Look through the records below, and copy out every line that holds the string "blurred".

Extracted data.

_ _ _

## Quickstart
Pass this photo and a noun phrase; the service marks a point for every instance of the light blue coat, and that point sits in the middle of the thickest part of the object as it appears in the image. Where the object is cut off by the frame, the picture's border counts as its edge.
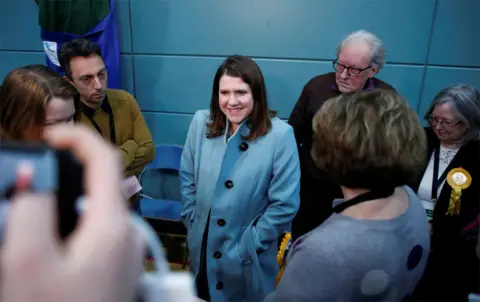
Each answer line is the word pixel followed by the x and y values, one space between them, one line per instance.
pixel 246 218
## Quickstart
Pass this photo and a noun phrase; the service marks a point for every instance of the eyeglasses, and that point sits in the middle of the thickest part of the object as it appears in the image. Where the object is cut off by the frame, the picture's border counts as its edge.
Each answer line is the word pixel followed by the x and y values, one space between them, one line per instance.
pixel 353 71
pixel 434 121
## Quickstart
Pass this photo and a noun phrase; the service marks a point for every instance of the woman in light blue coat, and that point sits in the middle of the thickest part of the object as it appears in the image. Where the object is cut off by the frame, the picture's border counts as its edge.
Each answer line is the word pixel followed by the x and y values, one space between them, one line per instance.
pixel 239 185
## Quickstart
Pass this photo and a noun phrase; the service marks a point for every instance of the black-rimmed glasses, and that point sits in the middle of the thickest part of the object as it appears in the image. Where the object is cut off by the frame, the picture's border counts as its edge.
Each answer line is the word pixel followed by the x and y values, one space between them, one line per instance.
pixel 353 71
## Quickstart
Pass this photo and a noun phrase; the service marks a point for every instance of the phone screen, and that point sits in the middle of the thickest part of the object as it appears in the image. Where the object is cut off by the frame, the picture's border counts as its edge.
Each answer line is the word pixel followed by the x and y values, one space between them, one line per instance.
pixel 55 171
pixel 42 159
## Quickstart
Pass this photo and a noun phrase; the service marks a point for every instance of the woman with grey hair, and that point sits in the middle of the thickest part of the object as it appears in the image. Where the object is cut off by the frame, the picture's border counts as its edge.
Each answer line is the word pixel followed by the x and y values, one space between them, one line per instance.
pixel 450 189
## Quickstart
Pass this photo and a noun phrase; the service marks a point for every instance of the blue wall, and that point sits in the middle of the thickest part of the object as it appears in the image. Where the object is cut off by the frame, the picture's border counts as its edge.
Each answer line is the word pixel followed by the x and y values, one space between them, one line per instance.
pixel 171 49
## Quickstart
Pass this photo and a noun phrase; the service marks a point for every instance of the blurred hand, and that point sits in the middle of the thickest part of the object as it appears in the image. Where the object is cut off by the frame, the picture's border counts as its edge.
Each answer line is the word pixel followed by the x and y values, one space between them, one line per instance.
pixel 101 261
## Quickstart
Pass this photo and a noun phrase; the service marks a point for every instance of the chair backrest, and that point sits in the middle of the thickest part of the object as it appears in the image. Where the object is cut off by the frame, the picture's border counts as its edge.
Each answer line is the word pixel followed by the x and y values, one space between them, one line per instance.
pixel 166 157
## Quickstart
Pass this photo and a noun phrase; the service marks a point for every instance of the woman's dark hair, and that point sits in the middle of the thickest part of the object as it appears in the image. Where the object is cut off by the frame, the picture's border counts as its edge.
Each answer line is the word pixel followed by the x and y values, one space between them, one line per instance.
pixel 260 118
pixel 369 140
pixel 24 95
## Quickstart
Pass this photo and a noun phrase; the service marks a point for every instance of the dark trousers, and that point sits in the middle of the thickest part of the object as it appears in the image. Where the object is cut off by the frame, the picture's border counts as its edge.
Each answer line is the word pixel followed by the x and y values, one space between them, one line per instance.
pixel 201 282
pixel 448 277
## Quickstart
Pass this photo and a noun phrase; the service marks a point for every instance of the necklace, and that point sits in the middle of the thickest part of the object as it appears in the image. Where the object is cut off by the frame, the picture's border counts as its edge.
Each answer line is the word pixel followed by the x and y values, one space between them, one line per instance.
pixel 447 155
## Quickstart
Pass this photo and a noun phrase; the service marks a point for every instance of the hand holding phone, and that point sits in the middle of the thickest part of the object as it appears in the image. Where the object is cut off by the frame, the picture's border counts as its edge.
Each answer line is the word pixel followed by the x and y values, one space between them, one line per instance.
pixel 102 258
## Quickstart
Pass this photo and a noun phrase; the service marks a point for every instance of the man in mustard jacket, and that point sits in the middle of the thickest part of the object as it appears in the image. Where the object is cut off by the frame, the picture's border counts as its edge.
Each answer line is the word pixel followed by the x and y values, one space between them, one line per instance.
pixel 113 113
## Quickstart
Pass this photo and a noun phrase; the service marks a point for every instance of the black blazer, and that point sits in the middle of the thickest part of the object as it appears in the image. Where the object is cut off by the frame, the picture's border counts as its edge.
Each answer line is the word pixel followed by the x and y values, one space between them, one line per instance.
pixel 449 231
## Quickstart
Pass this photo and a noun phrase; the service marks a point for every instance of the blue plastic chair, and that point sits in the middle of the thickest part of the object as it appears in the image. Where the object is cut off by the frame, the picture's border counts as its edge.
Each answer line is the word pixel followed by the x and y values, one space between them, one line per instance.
pixel 164 214
pixel 167 157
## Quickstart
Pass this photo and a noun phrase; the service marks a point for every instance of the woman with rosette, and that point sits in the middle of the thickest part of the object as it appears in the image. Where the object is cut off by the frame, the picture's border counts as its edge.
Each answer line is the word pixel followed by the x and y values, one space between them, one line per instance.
pixel 450 188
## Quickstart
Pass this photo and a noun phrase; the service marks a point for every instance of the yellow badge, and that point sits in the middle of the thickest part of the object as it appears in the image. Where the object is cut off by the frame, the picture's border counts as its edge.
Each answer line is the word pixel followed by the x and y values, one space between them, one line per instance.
pixel 282 251
pixel 459 179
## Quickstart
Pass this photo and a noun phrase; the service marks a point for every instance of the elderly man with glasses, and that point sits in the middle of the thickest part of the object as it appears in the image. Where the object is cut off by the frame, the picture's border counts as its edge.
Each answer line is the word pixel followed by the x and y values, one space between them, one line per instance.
pixel 360 56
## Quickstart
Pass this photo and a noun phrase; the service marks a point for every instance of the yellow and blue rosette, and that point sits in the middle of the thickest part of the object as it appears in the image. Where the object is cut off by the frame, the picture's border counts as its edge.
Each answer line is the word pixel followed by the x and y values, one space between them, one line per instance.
pixel 459 179
pixel 282 254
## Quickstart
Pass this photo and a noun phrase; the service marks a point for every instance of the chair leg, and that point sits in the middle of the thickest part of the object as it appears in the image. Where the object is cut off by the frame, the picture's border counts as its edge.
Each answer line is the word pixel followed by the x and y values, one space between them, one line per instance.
pixel 185 255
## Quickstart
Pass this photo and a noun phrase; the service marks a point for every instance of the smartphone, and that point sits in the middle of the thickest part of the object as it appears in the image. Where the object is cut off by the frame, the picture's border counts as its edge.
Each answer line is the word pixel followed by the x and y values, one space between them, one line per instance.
pixel 55 171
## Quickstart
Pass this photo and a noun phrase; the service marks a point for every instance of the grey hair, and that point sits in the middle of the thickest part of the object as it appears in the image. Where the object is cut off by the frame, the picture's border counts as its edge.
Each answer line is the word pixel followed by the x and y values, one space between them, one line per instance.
pixel 377 49
pixel 465 100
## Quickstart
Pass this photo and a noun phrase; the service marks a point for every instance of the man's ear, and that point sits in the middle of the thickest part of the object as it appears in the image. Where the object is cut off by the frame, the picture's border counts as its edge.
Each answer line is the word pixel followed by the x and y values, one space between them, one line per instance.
pixel 373 72
pixel 68 80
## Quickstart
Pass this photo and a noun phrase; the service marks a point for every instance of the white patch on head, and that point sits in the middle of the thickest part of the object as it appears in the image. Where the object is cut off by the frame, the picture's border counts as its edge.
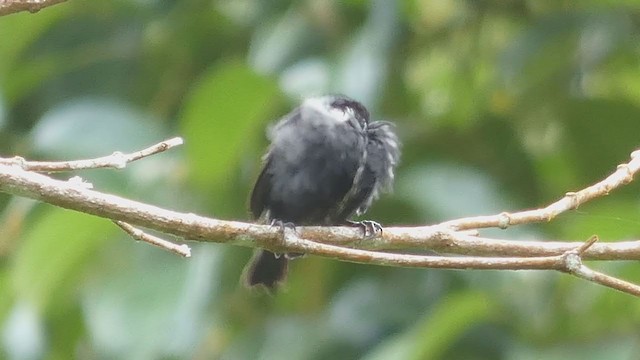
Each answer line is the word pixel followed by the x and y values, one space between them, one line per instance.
pixel 323 106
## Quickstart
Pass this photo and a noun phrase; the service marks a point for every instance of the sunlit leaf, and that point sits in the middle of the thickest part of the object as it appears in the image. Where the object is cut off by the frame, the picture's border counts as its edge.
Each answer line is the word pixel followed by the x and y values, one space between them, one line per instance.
pixel 54 253
pixel 225 106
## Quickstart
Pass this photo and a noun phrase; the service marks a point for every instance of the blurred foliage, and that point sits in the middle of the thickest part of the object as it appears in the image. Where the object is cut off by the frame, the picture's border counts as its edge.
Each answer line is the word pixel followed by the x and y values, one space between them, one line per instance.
pixel 501 105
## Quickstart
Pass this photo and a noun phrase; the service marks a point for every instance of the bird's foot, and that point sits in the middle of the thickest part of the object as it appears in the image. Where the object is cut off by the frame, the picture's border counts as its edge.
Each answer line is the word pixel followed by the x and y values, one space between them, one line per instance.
pixel 284 226
pixel 370 228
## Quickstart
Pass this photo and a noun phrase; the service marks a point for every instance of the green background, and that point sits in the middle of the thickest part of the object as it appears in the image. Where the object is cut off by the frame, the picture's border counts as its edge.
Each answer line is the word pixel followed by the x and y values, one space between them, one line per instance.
pixel 501 105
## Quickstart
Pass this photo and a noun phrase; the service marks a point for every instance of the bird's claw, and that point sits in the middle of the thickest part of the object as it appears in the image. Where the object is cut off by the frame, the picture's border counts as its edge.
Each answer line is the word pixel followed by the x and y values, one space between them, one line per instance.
pixel 370 228
pixel 283 228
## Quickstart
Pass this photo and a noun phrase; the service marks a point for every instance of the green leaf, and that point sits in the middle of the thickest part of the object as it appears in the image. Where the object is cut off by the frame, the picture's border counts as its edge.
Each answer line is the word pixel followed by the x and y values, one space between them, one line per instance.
pixel 437 331
pixel 225 105
pixel 54 254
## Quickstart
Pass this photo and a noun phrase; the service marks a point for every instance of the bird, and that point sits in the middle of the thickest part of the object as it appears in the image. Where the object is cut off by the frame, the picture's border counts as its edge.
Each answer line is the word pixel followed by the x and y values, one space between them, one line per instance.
pixel 327 161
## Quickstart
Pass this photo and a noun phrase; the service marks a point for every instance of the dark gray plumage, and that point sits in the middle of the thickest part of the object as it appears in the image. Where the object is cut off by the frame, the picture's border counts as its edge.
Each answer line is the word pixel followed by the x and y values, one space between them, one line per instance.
pixel 326 163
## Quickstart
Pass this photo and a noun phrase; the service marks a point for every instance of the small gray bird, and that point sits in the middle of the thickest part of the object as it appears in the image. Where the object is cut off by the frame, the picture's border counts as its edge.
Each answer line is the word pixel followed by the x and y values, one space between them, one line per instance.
pixel 326 163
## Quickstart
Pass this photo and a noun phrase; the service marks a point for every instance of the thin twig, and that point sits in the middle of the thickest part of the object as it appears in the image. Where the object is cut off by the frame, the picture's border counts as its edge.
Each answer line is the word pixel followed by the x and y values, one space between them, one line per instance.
pixel 74 196
pixel 344 243
pixel 571 201
pixel 117 160
pixel 182 250
pixel 573 265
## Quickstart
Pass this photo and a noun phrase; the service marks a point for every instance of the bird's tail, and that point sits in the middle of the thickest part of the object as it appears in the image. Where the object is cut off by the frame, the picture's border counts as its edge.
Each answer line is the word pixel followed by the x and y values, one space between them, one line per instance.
pixel 267 269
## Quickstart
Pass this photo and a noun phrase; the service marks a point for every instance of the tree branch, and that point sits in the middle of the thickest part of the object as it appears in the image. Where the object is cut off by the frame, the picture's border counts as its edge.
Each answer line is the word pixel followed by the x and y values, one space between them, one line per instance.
pixel 19 177
pixel 13 6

_ _ _

Result of this exercise.
Pass this photo and a noun phrase; the service marks a point for every instance of the blurred hand, and that point sits in the middle of the thickest part of the object as it appears in the image. Where the object is cut off by the frame, the picture's border counts as its edge.
Pass this photo and a noun phrase; the service marks a point for every instance of the blurred foliage, and that point sits in the middle of the thickest part of the object as it appears in the image. Where the object is cut off by the frame, the picture's border counts as its edge.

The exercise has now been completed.